## [Work instruction]
Skip any pictures. Repeat the data exactly, from its first line through the line that holds "Sample output: [[134, 252]]", both included.

*** Block opens ***

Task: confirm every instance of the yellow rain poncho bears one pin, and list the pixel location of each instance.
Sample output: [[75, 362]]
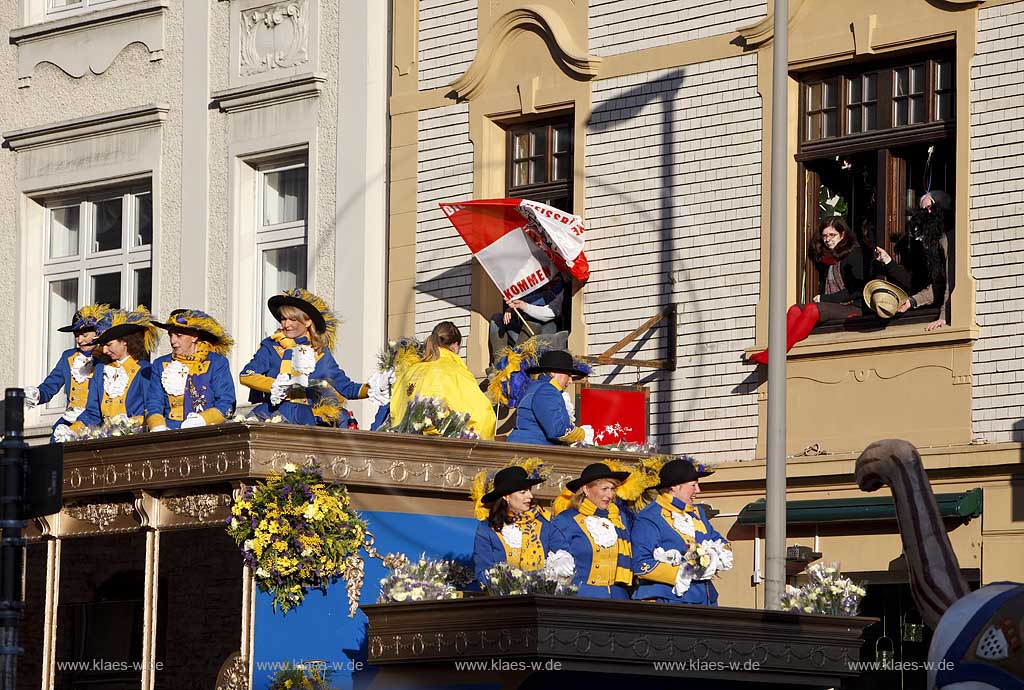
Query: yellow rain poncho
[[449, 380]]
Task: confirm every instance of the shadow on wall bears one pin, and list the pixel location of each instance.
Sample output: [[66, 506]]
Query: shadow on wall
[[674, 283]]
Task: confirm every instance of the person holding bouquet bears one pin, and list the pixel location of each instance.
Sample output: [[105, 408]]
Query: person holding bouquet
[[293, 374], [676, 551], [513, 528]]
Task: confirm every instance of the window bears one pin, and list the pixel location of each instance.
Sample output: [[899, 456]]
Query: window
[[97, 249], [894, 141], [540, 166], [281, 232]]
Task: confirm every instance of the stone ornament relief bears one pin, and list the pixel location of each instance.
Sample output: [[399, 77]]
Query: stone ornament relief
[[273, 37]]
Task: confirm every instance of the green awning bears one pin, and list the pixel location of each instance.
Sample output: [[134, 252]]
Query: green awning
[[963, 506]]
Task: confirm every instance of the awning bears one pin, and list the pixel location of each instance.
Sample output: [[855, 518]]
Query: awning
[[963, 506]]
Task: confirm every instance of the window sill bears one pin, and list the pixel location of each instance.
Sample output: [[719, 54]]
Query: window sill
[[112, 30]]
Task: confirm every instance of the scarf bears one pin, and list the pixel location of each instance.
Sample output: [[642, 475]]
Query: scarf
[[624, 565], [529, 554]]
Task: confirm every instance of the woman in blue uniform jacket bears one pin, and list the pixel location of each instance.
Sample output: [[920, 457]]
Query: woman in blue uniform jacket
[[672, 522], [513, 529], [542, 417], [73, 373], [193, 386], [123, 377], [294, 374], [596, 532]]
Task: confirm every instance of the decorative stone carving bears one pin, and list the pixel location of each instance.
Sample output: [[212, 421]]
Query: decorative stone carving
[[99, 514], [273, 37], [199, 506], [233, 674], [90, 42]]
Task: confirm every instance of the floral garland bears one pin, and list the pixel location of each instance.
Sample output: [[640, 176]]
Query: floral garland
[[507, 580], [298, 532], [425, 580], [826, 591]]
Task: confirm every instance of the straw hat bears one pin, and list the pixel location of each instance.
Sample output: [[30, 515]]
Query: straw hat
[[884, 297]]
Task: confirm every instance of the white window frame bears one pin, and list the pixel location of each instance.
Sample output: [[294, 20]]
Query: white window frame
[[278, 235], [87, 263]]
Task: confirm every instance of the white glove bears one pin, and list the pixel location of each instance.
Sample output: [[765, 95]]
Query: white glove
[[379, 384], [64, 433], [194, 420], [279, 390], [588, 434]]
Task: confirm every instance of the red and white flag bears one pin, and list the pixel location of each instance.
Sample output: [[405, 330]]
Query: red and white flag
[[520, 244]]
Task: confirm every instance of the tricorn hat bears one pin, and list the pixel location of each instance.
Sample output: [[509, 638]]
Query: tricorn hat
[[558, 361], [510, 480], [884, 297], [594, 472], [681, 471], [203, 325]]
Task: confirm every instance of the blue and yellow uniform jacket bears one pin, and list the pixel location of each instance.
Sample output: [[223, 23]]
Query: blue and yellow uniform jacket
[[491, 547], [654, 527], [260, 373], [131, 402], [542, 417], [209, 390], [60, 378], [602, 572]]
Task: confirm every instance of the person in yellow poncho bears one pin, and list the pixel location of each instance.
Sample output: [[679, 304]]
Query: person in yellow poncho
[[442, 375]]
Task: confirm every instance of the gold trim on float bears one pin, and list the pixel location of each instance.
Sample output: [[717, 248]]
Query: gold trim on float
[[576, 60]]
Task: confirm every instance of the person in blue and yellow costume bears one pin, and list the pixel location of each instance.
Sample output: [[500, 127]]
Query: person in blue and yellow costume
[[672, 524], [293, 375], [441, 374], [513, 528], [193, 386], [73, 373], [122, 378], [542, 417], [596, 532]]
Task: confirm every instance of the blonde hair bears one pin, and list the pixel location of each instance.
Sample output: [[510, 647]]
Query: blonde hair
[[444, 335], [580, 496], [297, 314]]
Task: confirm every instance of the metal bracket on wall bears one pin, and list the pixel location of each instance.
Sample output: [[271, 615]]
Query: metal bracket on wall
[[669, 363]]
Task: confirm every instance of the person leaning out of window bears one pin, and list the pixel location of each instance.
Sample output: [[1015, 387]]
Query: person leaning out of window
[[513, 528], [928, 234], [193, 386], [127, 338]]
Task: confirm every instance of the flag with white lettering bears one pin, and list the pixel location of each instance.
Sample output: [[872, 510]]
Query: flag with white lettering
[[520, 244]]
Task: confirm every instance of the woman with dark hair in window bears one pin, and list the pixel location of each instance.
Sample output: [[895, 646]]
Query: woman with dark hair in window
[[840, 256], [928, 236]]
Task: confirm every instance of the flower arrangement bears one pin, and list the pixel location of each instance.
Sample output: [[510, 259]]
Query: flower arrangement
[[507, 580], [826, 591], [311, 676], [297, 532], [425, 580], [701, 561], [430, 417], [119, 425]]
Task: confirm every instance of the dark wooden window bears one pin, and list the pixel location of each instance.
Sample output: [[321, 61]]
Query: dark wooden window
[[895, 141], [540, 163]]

*** Block closes ***

## [The completed task]
Task: confirm every instance of the yellow rain poncho bears one pin, and list the pixel location of each instance.
Sample output: [[75, 362]]
Query: yellow rain poncho
[[449, 380]]
Task: confirm every instance of the shadow on wall bears one pin, and list the pixel location of each instance.
Sample output: [[66, 506]]
Query: shadow on wall
[[674, 283]]
Task: confirm every instance of the person holding bouquet bears one pin, and list the pixel location of each instance.
Sample output: [[105, 408]]
Query: person holding bouquet
[[293, 374], [676, 551], [513, 528]]
Task: confirm every instance of the window bears one pin, and list the pixel location of each instance.
Sample output: [[899, 456]]
Query: window
[[97, 249], [894, 141], [540, 166], [281, 232]]
Task: confirm every instance of the stone ornament relief bears one pin, and list the pixel location of each instance.
Sample output: [[399, 77]]
Query: stone ornament relief
[[273, 37]]
Task: confirm every instance of the green awning bears one pin, and list the pixel location of each instance.
Sample output: [[134, 252]]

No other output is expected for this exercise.